▶ Extract
*** Block opens ***

In an increasingly connected world, the boundary between the real and the virtual is blurring. Mental health experts say this is a key reason for rising cases of depression among youngsters, driving some to suicide.

Shweta Mathur has 700 ‘friends’ on a popular social networking site. Yet, when she sat in a psychologist’s office after her parents’ suspected suicidal tendencies, she said she didn’t have a “real friend”. In an increasingly connected world, the boundary between the real and the virtual is blurring. Mental health experts say this is a key reason for rising cases of depression among youngsters, driving some to suicide.

According to National Crime Records Bureau (NCRB) data, 135,445 people committed suicide in India in 2012 – an average of about 15 suicides an hour. A large number of the suicides were in the 15-29 age group.

“Adolescent suicides have quadrupled in the last two decades. In 90 percent of the cases, the person was suffering from an undetected and unidentified psychiatric disorder,” Samir Parikh, director of Mental Health and Behavioural Sciences at Fortis Hospital, told IANS.

He added that in most cases, the underlying depression takes root for months before an event, like a failed love affair or bad academic result, becomes the final breaking point.

Changes in the social structure and lack of interpersonal touch are some of the main factors that contribute to increasing vulnerability of the young.

“We have moved away from joint family to nuclear family, and now to the micro-nuclear structure where young people stay alone. This means that the support system when a child is growing, of having someone to share his feelings with even if both parents are not there, is now missing,” said Sayar Ansari, psychologist at the Columbia Asia Hospital.

“Field sports which was given a lot of emphasis earlier and encouraged interpersonal contact is also increasingly being replaced by virtual gaming. All of this leaves a void.”

Mental health expert Sameer Malhotra of Max Hospital goes on to say that while social networking is not a villain, and that it’s “good to be connected”, it’s important to recognise that there are flip sides to it as well.

*** Block closes ***

▶ Data extracts
*** Block opens ***

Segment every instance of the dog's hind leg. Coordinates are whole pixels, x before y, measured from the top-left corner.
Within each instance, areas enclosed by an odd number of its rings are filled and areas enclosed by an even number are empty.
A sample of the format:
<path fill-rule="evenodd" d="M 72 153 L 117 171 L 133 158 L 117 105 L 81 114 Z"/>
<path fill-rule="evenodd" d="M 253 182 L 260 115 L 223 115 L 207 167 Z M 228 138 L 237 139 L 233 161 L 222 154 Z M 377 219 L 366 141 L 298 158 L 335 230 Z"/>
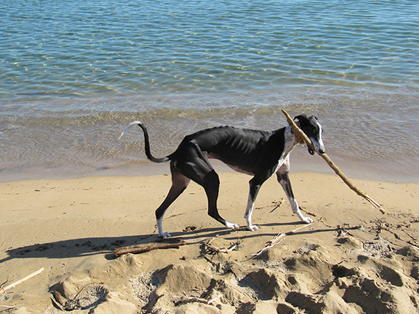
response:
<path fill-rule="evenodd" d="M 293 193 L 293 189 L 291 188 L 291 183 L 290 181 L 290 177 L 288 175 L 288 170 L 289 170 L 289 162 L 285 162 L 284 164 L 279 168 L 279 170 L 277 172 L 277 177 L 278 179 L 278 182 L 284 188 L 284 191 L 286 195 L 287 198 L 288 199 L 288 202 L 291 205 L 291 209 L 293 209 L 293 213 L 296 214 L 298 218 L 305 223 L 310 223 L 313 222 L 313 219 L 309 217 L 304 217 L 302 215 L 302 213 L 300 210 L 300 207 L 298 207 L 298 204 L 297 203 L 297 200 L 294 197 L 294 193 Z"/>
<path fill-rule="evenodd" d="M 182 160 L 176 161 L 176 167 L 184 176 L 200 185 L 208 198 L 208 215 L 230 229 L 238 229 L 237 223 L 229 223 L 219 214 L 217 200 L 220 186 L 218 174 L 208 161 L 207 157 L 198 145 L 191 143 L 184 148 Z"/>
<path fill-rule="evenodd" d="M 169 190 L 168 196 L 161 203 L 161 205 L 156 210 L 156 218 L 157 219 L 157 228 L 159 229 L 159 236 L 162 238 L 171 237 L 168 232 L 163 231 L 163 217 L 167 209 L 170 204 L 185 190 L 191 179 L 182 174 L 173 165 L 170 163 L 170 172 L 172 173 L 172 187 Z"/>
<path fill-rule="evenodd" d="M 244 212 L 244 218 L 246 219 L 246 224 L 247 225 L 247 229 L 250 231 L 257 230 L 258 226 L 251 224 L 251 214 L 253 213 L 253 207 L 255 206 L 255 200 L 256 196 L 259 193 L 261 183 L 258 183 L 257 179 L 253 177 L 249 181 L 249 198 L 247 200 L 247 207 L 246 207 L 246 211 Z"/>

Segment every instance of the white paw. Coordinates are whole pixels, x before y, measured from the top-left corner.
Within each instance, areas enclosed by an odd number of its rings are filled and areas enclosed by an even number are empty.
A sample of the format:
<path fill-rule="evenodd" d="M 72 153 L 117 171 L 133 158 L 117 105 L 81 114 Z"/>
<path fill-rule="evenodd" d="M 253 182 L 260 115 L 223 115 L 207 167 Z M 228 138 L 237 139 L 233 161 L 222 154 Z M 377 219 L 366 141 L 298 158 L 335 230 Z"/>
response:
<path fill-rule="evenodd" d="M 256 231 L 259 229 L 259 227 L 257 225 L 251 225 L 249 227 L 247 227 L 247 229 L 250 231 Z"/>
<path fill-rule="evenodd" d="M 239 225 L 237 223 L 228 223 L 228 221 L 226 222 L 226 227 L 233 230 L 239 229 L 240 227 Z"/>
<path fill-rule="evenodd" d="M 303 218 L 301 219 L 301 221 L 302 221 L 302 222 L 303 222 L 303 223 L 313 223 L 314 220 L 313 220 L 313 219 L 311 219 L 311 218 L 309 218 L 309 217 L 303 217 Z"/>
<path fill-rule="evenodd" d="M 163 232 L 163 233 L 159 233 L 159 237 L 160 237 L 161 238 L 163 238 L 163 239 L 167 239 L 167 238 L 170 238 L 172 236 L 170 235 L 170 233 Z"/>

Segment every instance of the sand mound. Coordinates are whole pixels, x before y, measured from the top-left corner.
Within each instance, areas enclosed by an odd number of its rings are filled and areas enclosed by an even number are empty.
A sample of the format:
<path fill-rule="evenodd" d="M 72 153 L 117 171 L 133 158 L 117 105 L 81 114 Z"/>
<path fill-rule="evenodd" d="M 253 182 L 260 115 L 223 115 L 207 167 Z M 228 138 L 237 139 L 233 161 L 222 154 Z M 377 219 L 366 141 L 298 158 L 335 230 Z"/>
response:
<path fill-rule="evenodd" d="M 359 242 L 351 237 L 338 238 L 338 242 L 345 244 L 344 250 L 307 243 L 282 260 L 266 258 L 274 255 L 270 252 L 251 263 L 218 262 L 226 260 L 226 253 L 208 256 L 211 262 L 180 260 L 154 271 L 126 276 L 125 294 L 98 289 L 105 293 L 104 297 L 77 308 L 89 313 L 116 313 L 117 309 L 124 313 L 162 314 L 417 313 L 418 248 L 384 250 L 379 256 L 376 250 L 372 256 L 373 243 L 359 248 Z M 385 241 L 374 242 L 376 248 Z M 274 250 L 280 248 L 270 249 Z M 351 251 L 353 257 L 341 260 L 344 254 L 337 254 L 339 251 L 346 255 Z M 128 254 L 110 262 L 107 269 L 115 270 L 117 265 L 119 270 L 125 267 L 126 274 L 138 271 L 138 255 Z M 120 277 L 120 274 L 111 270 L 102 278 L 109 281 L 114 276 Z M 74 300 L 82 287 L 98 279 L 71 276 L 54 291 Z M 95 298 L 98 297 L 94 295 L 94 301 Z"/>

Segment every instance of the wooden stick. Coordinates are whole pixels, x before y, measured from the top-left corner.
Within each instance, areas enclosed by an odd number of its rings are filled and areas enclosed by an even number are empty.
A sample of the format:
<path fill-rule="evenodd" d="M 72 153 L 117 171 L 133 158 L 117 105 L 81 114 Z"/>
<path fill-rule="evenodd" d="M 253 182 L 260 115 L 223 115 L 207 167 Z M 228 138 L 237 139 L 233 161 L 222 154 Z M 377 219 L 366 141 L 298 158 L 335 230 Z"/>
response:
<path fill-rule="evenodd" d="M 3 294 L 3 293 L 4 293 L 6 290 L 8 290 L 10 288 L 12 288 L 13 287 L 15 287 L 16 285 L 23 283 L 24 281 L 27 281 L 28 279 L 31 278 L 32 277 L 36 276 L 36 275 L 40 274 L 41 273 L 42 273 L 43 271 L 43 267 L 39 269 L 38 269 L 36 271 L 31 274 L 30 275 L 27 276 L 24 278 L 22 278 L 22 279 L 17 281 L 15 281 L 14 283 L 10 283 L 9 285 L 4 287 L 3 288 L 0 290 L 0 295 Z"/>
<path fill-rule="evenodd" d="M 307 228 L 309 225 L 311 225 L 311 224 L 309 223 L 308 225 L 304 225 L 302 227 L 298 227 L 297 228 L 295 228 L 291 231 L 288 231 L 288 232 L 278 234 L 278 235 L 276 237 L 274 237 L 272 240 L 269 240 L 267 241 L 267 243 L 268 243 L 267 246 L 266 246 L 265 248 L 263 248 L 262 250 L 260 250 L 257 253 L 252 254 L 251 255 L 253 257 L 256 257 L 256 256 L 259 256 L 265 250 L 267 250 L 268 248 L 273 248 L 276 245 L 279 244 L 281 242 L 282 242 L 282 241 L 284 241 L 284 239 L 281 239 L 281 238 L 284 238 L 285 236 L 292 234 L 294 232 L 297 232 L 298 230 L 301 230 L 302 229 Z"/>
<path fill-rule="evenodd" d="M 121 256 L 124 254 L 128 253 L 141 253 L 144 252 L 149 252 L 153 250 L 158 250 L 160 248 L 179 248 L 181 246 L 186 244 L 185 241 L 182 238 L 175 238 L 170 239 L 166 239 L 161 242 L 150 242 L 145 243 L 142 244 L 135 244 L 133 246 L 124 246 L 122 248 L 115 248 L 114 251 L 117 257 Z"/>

*** Block closes ***

▶ Study questions
**a)** According to the extract on youth depression, how many people committed suicide in India in 2012?
**b)** Pick up the extract on youth depression and social networking right after its last sentence and carry it forward.
You can complete everything here without the lines.

▶ Results of the exercise
**a)** 135,445 people.

**b)**
“Social networking can be exploited because it’s a public platform which one can misuse and use foul language to display emotions. There have been cases of vulnerable people being victims of group bullying.

“Plus, too much of anything is bad. Staying up late to ‘connect’ with friends virtually and losing on your sleep can cause neurochemical changes, and this along with lack of interpersonal contact with family, no clear goals and high competition levels can all lead to emotional turmoil,” Malhotra added.

Added Deepak Raheja, psychiatrist and psychotherapist at Paras Hospital: “Kids, especially in the urban set up, are raised with all the luxuries and hardly face any difficulties. So when they grow up and face failure, sometimes they cannot cope with it and withdraw. Then again, unlike earlier times when choices were limited, now there is plenty of choice (careerwise) but youngsters don’t pursue one goal for too long and give up, sinking into gloom.”

There is no simple solution to such problems, experts say, but a beginning must be at home, with good parenting.

“Parents need to spend ample time with their children, talk to them and encourage interpersonal communication with others. They also need to tell them that success is important but failure is not the end of everything,” Ansari said.

“It’s also important to tell adolescents to always look at the big picture and think beyond material acquisition,” Raheja added. “The ability to detach and maintain a good work-life balance is very important.”